TEXT BLOCK
(begin)

The transport path is:

Portal
  -> https://google-budget-reader.<public-domain>/call-backend-raw
  -> local spiffe-proxy :8080 on GCE
  -> gRPC + mTLS tunnel with Google SPIFFE SVID
  -> Azure-side ingress proxy on budget-backend :8443
  -> Layer 1 mTLS allow list
  -> Layer 4 CA checks
  -> Layer 2 RBAC
  -> Layer 3 JWT validation
  -> budget-backend app :8000

4. Network Requirement: Raw 8443 Reachability Comes First

This is the highest-risk part of the plan.

The Google side must reach the Azure ingress proxy in a way that preserves the sidecar's end-to-end TLS handshake.

Engineering review decision: The current ACA environment is not VNet-integrated. Even with a VPN to the Azure VNet, ACA internal DNS (budget-backend) is only resolvable inside the ACA environment. VNet integration of ACA is a prerequisite, not optional.

The approach is:

  1. VNet-integrate the Azure Container Apps environment (modify infra/modules/ Bicep to place ACA in a VNet subnet). Verify existing Azure agents still work after integration.
  2. Provision VPN connectivity between the Azure VNet and GCP VPC (Azure VPN Gateway + GCP Cloud VPN).
  3. Resolve budget-backend from the Google VM via the VNet-internal path.
  4. Keep TARGET_HOST=budget-backend on the Google egress proxy so the tunnel does not route through ACA public TLS termination.

(end)

GIVEN TASK
In the network plan above, why is VNet integration of the Azure Container Apps environment a prerequisite rather than optional? Answer in one to three sentences.

DATASET RECORDS
(begin)

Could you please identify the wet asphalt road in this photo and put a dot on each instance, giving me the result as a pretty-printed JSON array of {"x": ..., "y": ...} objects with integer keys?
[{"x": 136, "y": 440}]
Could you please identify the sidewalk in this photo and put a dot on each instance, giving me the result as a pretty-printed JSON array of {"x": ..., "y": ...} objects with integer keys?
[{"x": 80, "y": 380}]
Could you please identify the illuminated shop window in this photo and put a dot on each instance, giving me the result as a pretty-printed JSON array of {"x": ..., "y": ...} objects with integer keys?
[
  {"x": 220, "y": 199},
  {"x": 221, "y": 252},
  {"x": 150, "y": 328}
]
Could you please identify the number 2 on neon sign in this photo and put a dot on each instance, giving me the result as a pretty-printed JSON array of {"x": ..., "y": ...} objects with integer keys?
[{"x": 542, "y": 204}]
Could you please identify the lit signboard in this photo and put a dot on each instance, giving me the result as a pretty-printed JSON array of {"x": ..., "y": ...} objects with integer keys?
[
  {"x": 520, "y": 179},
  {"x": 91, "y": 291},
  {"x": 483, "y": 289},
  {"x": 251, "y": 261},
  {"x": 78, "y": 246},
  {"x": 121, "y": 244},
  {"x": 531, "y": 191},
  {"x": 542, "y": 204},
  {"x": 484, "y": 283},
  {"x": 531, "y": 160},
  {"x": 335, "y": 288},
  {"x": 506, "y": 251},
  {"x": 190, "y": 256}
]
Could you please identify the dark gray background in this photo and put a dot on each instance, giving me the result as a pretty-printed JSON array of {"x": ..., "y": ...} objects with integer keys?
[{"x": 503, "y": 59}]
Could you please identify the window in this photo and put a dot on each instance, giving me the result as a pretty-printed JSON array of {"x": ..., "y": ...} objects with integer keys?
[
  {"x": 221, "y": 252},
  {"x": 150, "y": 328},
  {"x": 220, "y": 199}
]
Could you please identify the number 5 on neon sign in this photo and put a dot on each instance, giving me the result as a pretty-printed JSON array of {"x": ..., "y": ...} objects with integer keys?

(end)

OUTPUT FOR THIS EXERCISE
The current ACA environment is not VNet-integrated. Even with a VPN to the Azure VNet, the ACA internal DNS name budget-backend can only be resolved inside the ACA environment. VNet integration is therefore needed for the Google VM to resolve budget-backend over the VNet-internal path.